▶ Directive
Quote the Fat Cats Lake thread word for word from "Im trying to" to "the exact location?".

▶ Text provided
================
# Fat Cats Lake



## osu4life (Aug 8, 2006)

Has anyone been to Fat Cats Lake? It's in south franklin county at the SR 62 exit off 71. I drive by there alot and the pond is jamming with people. I guess it's a pay lake. 

Thanks for info,
Steve


----------



## Robocat (Feb 28, 2005)

I've seen it too from I-71 and everytime I've driven by (mostly on weekends) that place it's absolutely packed with vehicles. I don't know anything about the place but I'll bet you're right that it's a paylake.


----------



## BassBlaster (Jun 8, 2006)

I heard about that opening up. It is a paylake. I hear there catching some nice fish there. I don't fish paylakes so I havn't tried her out.


----------



## dakotaman (Oct 19, 2005)

Paylake for sure and always packed!! Never fished it just drive by all the time.


----------



## jdog (Jul 23, 2007)

Yes it's a pay lake and it's only packed mon-sat sunday nights and monday mornings are the best time to fish there.


----------



## acklac7 (May 31, 2004)

Check in with Flathunter or H20_Mellon...I hear they fish it every Fri/Sat/Sun religously...


----------



## jdog (Jul 23, 2007)

ok i'll do that


----------



## 01mercLS (Oct 28, 2006)

Yep sure is a paylake. I've been fishing it every weds now. It's a nice lake people have been catching a lot of fish. Last time I went I caught a 15 pound flathead. If you get a chance check it out, lol and becareful pulling into the entrace, and have fun driving though the field lol it's fun.


----------



## acklac7 (May 31, 2004)

jdog said:


> ok i'll do that


Sorry jdog, it was an inside joke, im afriad they won't be able to help you out much..lol


----------



## jdog (Jul 23, 2007)

it use to be a good lake but now it sucks.


----------



## Smallmouth Crazy (Apr 4, 2006)

Im trying to picture where this place would be??? its at the Rt.62 exit from 71???


----------



## ajangsta04 (Aug 7, 2007)

anyone know the exact location?

im not a big fan of pay lakes either....im just curious on where it would be.


----------



## dakotaman (Oct 19, 2005)
================
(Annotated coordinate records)
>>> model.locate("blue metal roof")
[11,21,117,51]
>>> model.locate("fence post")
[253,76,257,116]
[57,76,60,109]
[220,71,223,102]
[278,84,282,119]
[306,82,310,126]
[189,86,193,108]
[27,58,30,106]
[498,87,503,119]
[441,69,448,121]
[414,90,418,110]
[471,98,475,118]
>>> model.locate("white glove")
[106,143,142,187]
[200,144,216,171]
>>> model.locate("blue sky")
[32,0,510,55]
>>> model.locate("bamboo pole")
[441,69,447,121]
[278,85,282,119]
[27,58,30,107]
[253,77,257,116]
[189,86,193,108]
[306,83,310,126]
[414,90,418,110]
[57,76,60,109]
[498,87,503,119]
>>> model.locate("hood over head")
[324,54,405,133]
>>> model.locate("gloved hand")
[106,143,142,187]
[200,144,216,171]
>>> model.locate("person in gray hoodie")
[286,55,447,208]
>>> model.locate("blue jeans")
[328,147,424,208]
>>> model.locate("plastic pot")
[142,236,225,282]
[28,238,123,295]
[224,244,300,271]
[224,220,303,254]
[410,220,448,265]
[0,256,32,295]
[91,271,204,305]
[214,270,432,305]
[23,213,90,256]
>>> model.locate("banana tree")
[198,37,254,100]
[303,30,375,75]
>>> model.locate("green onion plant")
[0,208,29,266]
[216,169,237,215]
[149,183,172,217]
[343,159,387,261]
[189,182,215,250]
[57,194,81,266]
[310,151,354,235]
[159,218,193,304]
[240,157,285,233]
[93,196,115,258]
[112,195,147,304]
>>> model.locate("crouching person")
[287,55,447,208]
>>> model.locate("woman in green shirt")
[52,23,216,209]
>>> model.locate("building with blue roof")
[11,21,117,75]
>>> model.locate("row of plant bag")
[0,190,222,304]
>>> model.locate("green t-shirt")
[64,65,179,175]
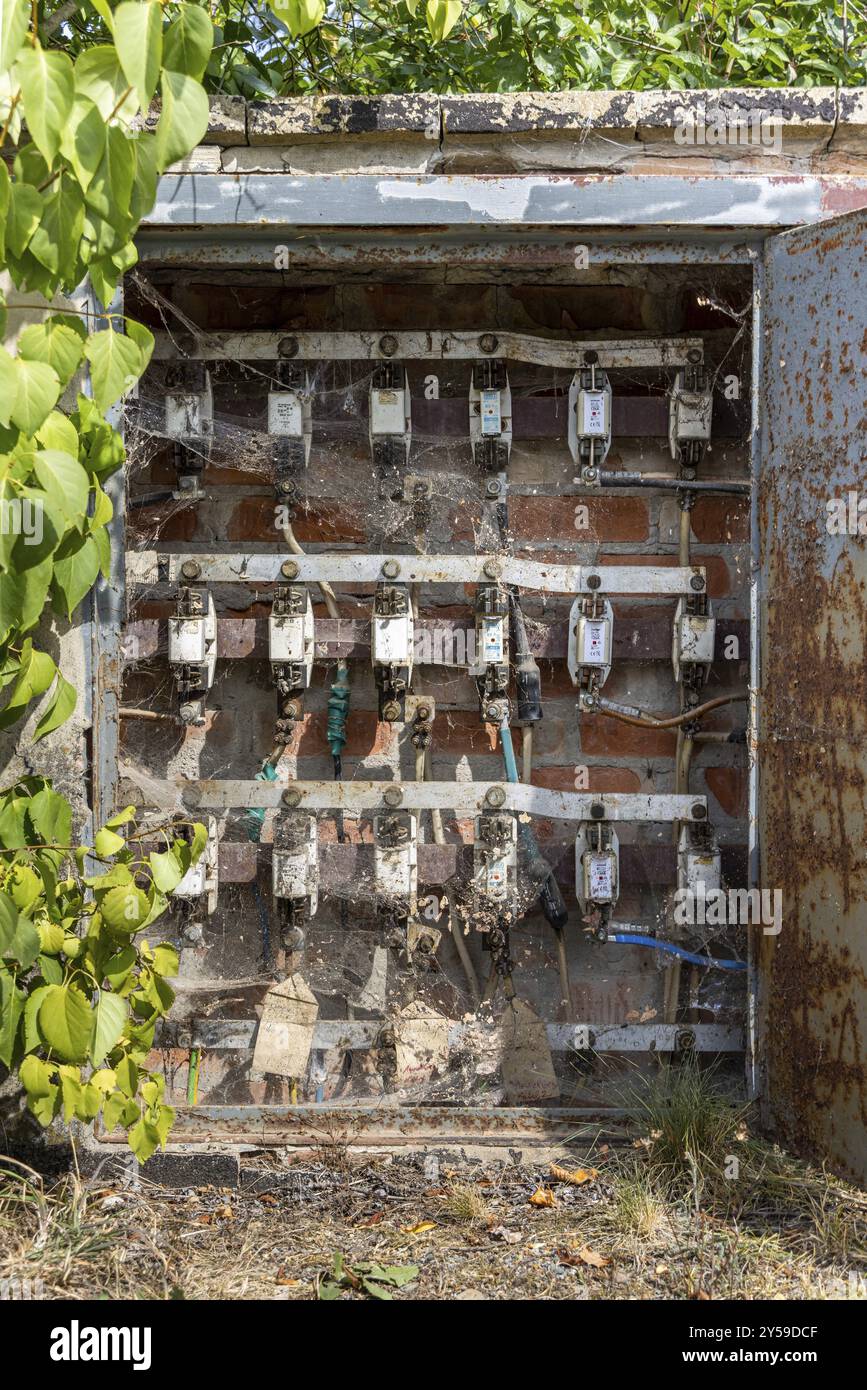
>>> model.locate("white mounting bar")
[138,777,707,821]
[126,550,706,595]
[153,329,704,371]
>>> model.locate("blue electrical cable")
[606,931,746,970]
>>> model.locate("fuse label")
[582,391,606,435]
[482,391,503,435]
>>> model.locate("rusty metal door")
[757,210,867,1182]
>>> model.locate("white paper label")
[584,391,606,435]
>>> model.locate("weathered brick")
[226,496,365,545]
[704,767,749,817]
[691,498,750,545]
[579,714,677,758]
[532,766,641,791]
[599,555,731,599]
[509,492,649,546]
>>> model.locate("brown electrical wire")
[593,691,749,728]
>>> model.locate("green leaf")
[33,671,78,744]
[28,172,85,288]
[14,43,75,164]
[0,0,31,72]
[53,535,100,617]
[90,990,129,1066]
[6,183,43,256]
[60,92,107,193]
[156,71,210,171]
[126,1120,160,1163]
[75,43,139,125]
[163,4,214,82]
[0,970,25,1066]
[114,0,163,111]
[115,1056,139,1098]
[11,357,60,435]
[268,0,325,39]
[39,984,93,1062]
[427,0,461,43]
[18,318,85,391]
[85,327,143,410]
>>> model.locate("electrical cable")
[606,931,746,970]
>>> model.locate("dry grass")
[0,1120,867,1300]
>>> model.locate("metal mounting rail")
[126,550,707,595]
[138,777,707,821]
[169,1023,743,1052]
[153,329,704,368]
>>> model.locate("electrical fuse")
[368,361,413,502]
[575,821,620,915]
[568,352,611,484]
[470,359,511,473]
[268,585,315,689]
[668,349,713,468]
[168,585,217,724]
[678,821,723,898]
[671,594,717,688]
[472,815,518,906]
[172,816,220,915]
[371,584,414,723]
[567,594,614,709]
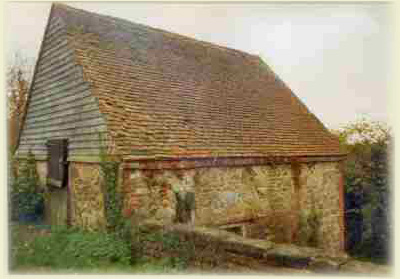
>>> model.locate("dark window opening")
[47,139,68,187]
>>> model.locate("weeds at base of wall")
[10,151,45,219]
[132,225,195,271]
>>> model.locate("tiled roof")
[52,4,339,160]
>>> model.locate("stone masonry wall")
[36,161,106,229]
[300,162,344,255]
[124,162,342,251]
[69,162,106,229]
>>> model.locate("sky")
[4,2,393,129]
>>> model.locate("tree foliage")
[334,119,393,261]
[6,53,33,153]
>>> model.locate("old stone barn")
[17,4,344,255]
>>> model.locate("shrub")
[14,227,131,270]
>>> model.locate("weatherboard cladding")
[18,13,106,161]
[18,4,339,162]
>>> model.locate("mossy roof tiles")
[47,4,340,160]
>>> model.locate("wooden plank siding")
[17,14,106,162]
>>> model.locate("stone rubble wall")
[32,158,344,253]
[123,162,343,253]
[69,162,106,229]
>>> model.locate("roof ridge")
[53,2,260,59]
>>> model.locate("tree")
[6,53,33,153]
[333,119,393,261]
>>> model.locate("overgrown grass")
[10,225,189,273]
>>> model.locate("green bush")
[14,228,131,270]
================
▶ Answer to this exercise
Im trying to picture where this place would be??? its at the Rt.62 exit from 71???


----------



## ajangsta04 (Aug 7, 2007)

anyone know the exact location?